* _EXTRAIT PRÉSENTÉ_:
====================

Quelle est la substance de ce raisonnement de Freigedank ? C’est : je hais les Juifs, je hais et je jalouse Mendelssohn et Meyerbeer, et je demande par conséquent qu’on anéantisse tous les Juifs. Celui qui n’est pas avec moi est un incapable, irréfléchi et insensible, il est lui aussi un Juif, et il doit être anéanti. – Est-ce que ce raisonnement peut sérieusement émaner d’un esprit sain et d’une âme humaine ? Non !

Lobe 1851 p. 56[19]

Notons au passage que l’utilisation d’un pseudonyme pour publier des articles dans la presse était à l’époque une pratique courante et ne signifiait pas nécessairement que l’auteur ne voulait pas être identifié. Le nom de Wagner n’apparaît par conséquent pas dans les réponses mentionnées ci-dessus.

====================

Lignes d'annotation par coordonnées
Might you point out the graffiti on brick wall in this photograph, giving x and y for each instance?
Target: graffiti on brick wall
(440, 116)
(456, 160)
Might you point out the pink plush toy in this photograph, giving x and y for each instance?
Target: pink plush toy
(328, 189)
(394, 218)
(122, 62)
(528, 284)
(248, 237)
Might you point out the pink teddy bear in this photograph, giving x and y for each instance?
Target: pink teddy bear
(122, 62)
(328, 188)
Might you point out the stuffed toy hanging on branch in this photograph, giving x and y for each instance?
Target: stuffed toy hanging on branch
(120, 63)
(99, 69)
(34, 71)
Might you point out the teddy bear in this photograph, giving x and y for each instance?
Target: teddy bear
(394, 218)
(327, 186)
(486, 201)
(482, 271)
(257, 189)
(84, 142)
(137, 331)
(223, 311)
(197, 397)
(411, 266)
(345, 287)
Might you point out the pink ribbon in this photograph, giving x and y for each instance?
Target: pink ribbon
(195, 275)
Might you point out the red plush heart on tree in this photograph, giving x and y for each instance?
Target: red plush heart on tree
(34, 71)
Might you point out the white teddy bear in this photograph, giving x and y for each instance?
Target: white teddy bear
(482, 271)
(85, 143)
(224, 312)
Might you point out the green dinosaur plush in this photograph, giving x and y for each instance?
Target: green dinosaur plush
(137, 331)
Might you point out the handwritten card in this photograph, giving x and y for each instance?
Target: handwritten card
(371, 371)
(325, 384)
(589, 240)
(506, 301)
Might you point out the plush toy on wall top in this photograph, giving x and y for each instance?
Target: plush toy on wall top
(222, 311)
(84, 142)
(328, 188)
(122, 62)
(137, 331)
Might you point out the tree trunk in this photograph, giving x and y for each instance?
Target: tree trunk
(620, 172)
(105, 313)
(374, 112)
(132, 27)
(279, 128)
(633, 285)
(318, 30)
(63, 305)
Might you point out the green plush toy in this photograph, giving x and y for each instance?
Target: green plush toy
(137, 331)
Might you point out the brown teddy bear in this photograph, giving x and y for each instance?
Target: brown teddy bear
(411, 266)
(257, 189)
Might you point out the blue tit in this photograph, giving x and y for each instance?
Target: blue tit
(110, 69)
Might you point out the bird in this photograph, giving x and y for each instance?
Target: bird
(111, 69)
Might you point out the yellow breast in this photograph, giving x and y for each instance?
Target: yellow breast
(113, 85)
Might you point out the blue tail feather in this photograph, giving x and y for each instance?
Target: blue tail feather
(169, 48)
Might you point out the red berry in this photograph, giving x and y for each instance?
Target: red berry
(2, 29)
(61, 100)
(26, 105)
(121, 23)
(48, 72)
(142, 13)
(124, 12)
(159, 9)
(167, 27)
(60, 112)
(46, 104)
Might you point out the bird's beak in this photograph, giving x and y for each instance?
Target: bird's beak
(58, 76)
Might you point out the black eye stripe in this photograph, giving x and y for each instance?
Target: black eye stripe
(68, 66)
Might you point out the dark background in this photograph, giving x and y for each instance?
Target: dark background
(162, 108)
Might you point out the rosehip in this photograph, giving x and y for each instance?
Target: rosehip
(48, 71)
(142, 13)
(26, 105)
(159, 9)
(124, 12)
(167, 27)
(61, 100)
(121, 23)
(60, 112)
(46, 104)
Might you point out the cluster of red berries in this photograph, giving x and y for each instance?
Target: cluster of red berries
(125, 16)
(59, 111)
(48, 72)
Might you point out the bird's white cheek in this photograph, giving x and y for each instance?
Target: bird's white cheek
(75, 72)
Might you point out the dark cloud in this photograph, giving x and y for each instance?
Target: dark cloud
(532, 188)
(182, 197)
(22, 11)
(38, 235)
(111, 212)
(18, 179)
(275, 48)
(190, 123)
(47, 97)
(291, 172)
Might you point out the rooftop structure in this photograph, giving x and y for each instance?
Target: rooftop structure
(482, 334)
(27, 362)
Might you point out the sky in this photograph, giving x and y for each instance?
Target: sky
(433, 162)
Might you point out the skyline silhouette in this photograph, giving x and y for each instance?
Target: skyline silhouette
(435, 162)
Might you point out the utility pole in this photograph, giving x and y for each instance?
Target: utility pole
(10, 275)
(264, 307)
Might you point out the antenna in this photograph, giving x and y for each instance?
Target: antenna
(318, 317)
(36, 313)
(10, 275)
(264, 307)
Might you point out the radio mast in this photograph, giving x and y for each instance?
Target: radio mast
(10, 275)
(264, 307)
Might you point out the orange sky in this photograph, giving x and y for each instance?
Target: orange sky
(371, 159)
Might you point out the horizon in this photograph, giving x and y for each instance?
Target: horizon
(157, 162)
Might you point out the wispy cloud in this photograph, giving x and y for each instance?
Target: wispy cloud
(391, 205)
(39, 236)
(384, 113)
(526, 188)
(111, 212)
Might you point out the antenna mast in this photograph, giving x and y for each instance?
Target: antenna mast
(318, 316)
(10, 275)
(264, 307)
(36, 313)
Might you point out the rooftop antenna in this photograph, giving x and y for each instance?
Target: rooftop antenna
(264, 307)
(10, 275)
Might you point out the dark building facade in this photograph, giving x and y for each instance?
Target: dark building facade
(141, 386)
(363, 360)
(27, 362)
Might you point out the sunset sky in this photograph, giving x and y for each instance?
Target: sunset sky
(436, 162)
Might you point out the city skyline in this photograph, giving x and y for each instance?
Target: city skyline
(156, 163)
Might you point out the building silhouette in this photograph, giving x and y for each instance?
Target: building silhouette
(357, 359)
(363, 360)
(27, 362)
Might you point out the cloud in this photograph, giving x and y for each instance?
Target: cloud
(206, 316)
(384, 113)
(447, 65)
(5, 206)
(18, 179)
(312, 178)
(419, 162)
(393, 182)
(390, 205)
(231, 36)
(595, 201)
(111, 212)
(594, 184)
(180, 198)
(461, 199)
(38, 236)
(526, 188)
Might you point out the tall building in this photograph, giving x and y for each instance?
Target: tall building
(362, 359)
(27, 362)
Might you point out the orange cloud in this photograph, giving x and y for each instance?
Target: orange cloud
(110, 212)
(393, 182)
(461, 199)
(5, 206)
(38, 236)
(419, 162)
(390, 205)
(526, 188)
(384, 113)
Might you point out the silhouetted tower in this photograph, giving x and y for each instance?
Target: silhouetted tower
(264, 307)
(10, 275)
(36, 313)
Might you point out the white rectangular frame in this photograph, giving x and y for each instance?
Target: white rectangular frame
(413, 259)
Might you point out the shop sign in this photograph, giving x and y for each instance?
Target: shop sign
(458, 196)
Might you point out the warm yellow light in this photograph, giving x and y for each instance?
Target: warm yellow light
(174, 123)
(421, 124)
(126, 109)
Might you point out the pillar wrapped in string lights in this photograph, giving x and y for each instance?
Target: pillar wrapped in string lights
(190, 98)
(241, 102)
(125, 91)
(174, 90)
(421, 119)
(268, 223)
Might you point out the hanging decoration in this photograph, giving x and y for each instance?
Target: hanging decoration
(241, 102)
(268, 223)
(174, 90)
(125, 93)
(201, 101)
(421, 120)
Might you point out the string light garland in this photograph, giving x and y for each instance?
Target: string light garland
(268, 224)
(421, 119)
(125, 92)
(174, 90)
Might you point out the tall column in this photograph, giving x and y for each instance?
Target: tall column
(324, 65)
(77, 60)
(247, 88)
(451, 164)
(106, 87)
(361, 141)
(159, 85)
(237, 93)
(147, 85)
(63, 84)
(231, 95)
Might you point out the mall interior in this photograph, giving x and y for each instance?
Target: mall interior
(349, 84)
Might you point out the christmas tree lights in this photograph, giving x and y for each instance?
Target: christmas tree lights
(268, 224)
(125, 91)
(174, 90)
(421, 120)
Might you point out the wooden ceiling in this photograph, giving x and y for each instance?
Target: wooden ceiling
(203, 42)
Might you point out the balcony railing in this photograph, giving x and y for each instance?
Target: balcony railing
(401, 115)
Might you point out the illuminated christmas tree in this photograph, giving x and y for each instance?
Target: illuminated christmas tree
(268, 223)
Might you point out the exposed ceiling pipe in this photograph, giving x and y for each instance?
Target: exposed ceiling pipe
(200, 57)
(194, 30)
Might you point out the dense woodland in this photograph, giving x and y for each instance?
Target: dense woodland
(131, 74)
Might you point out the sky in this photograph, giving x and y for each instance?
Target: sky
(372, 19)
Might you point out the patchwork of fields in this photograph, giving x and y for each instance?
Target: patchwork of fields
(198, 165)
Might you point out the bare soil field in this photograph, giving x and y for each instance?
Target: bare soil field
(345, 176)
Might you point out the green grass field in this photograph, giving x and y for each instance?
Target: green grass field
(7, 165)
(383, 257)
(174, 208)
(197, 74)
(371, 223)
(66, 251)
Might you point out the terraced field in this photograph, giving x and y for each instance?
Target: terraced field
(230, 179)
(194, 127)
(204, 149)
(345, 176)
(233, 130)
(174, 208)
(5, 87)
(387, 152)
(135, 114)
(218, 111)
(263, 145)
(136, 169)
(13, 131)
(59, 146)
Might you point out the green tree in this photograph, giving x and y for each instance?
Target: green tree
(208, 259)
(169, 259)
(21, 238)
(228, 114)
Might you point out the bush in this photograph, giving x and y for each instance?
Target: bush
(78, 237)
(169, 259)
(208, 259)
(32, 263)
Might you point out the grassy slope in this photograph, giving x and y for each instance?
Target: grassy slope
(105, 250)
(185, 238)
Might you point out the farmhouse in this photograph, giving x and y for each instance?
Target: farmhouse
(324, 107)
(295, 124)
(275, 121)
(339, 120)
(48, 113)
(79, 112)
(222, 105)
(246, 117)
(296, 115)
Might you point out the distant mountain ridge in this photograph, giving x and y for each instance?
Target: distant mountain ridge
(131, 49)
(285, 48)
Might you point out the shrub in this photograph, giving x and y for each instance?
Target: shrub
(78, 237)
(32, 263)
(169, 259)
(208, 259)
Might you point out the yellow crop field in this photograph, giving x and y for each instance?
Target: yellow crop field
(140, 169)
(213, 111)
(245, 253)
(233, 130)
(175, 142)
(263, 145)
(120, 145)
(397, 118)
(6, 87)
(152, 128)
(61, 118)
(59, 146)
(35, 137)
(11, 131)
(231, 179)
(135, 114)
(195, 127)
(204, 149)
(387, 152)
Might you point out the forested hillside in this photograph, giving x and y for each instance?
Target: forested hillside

====================

* _TÂCHES PROPOSÉES_:
1. D'après l'extrait, qu'est-ce que l'usage d'un pseudonyme dans la presse de l'époque ne signifiait pas nécessairement ?
2. Rédigez la suite de l'extrait sur Freigedank à partir de sa dernière phrase.
Ces lignes ne servent à rien ici.

* _RÉPONSES PAR TÂCHE_:
1. Il ne signifiait pas nécessairement que l'auteur ne voulait pas être identifié.

2.
En revanche, la publication en mars 1869 de la version augmentée du texte sous le titre Éclaircissements sur le judaïsme dans la musique (Aufklärungen über das Judenthum in der Musik ; Wagner 1912b) provoque un déluge de réactions : un article paru dans l’Allgemeine musikalische Zeitung en juillet de la même année dénombre au moins 25 recensions détaillées et huit publications séparées (il s’agit d’essais d’une longueur comprise entre 30 et 60 pages) parues en l’espace de trois mois (Anonyme 1869, p. 215). On peut s’interroger sur cette différence de traitement par rapport à l’article de 1850. Sans doute la célébrité désormais acquise par Wagner a-t-elle joué un rôle déterminant. À cela s’ajoute le fait que la question de l’émancipation des Juifs est entre-temps devenue un sujet dont on parle, notamment avec les discussions engagées au parlement de Prusse à propos d’une loi sur l’égalité des droits des Juifs qui sera votée en juillet 1869 (Nipperdey 2013, t. 2/1, p. 401).

Les « écrits de Zurich » (1849-1851)

C’est surtout avec les « écrits de Zurich » sur la réforme de l’opéra que se crée un véritable espace médiatique autour des écrits du compositeur Richard Wagner.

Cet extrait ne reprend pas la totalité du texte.